>>
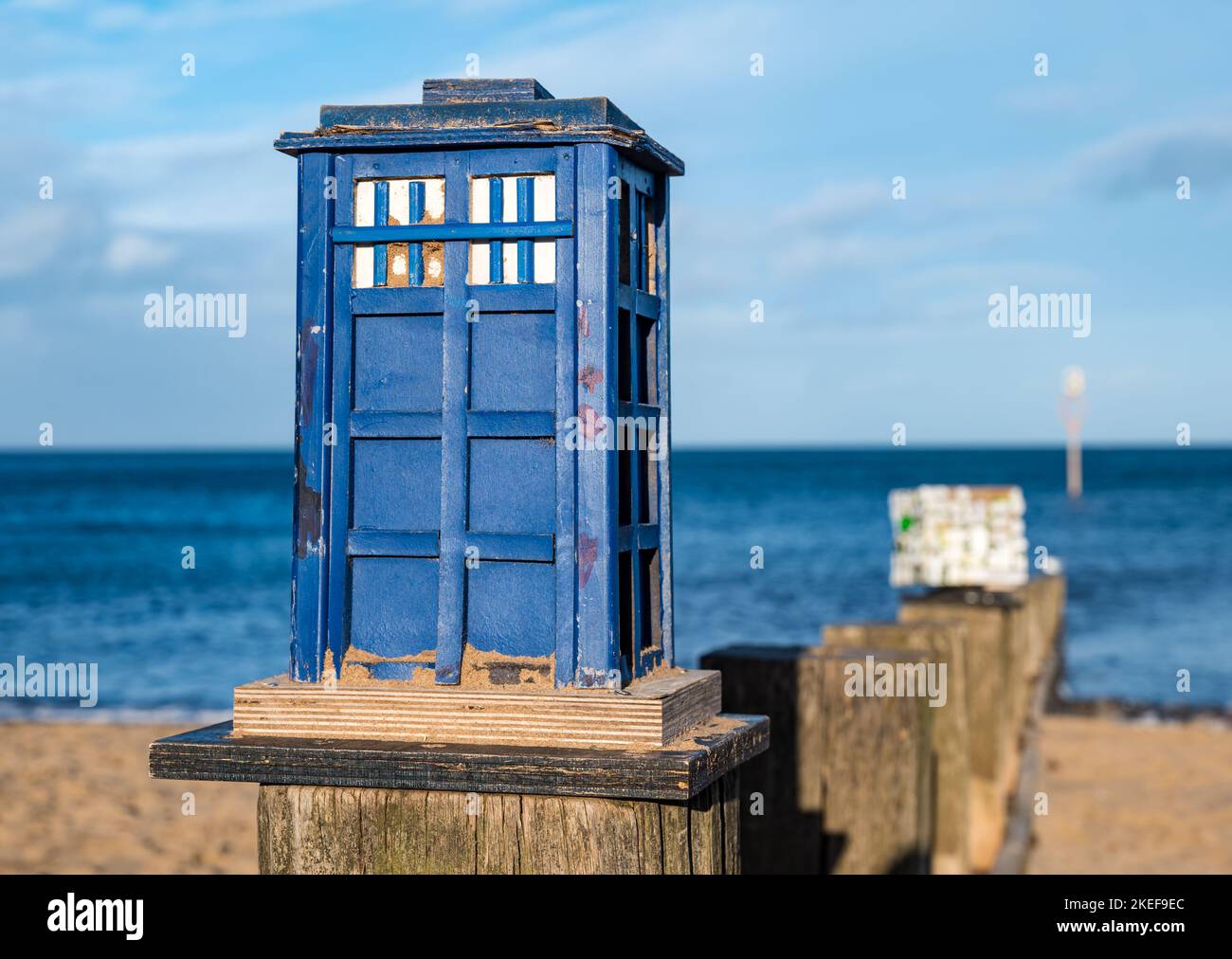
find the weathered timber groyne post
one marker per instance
(481, 672)
(848, 784)
(945, 643)
(999, 652)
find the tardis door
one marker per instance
(451, 490)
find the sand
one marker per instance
(1134, 798)
(79, 799)
(1122, 798)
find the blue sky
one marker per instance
(876, 311)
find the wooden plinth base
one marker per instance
(647, 714)
(332, 830)
(678, 771)
(378, 806)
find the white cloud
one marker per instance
(134, 250)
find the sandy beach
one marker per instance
(1122, 798)
(79, 799)
(1132, 796)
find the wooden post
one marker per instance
(337, 830)
(780, 820)
(848, 784)
(944, 642)
(382, 806)
(876, 771)
(989, 714)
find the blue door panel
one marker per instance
(513, 486)
(512, 607)
(398, 363)
(394, 484)
(393, 606)
(513, 361)
(446, 524)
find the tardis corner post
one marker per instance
(481, 532)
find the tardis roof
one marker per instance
(480, 113)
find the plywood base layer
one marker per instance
(648, 714)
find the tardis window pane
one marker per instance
(624, 368)
(626, 195)
(651, 244)
(625, 614)
(365, 205)
(652, 605)
(399, 202)
(625, 483)
(497, 262)
(545, 212)
(648, 351)
(648, 503)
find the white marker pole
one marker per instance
(1073, 386)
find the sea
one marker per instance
(94, 569)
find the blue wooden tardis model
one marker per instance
(481, 482)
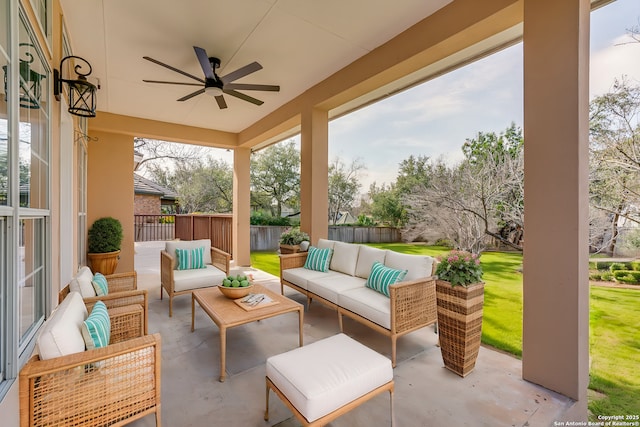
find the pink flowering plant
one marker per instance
(459, 268)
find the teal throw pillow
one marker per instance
(318, 259)
(96, 330)
(189, 259)
(100, 284)
(382, 277)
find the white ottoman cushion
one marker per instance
(326, 375)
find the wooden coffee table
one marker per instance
(226, 313)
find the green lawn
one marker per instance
(614, 331)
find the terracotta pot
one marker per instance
(289, 249)
(105, 263)
(460, 325)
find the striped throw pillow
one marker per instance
(96, 330)
(100, 284)
(318, 259)
(382, 277)
(189, 259)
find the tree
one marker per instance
(275, 177)
(343, 186)
(156, 153)
(202, 185)
(614, 183)
(482, 195)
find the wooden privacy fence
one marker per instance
(218, 228)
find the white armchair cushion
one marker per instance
(417, 266)
(345, 258)
(366, 257)
(82, 283)
(61, 333)
(172, 245)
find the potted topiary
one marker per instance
(104, 240)
(290, 240)
(460, 297)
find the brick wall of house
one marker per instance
(146, 204)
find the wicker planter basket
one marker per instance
(460, 325)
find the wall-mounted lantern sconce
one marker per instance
(30, 87)
(82, 93)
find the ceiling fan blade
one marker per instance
(221, 102)
(162, 64)
(191, 95)
(243, 86)
(207, 69)
(172, 83)
(241, 72)
(243, 97)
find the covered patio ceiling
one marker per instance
(299, 43)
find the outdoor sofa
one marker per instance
(409, 306)
(178, 278)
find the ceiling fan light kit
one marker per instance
(216, 86)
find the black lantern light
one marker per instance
(30, 87)
(82, 93)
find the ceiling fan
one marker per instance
(213, 84)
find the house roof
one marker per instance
(142, 185)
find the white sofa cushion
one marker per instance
(324, 244)
(81, 283)
(343, 370)
(172, 245)
(300, 276)
(345, 258)
(197, 278)
(61, 333)
(329, 288)
(366, 257)
(417, 266)
(367, 303)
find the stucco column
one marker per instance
(110, 187)
(314, 153)
(556, 124)
(241, 206)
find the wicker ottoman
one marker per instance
(321, 381)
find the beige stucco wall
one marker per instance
(110, 187)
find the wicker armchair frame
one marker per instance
(123, 291)
(413, 303)
(219, 259)
(113, 385)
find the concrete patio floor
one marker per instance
(426, 394)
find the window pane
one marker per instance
(34, 137)
(31, 277)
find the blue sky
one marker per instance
(435, 118)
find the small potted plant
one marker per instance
(290, 240)
(460, 296)
(104, 240)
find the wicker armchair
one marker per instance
(113, 385)
(123, 291)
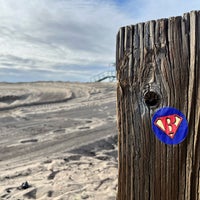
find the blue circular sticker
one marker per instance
(170, 125)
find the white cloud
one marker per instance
(38, 37)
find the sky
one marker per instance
(70, 40)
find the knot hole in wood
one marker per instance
(151, 98)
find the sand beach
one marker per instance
(58, 140)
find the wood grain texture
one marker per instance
(158, 57)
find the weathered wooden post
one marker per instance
(158, 65)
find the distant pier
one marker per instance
(109, 76)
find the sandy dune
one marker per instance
(58, 141)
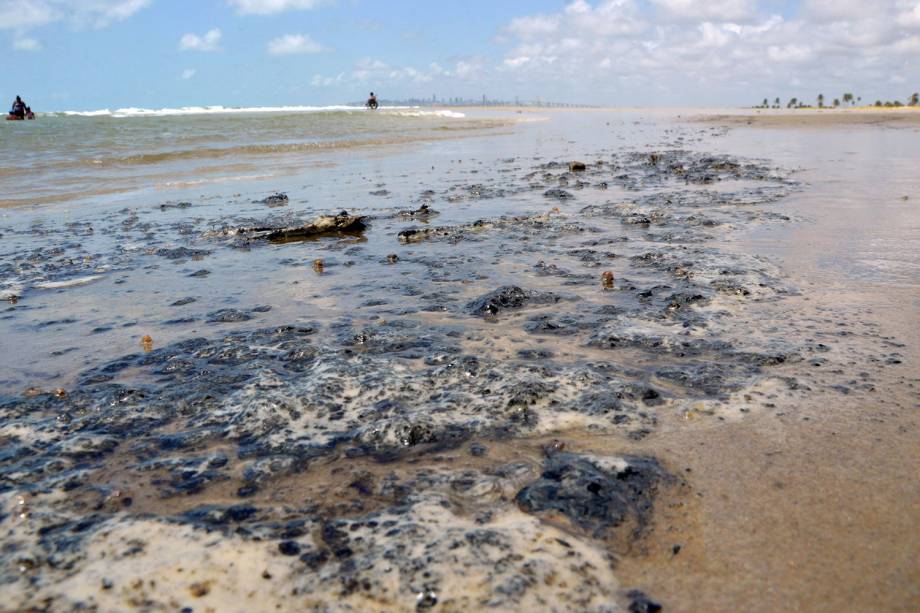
<<
▸ The exercise: Count the lines in the data above that contain the string "wall" with matching case, and reply with the number alone.

▸ Complete answer: 3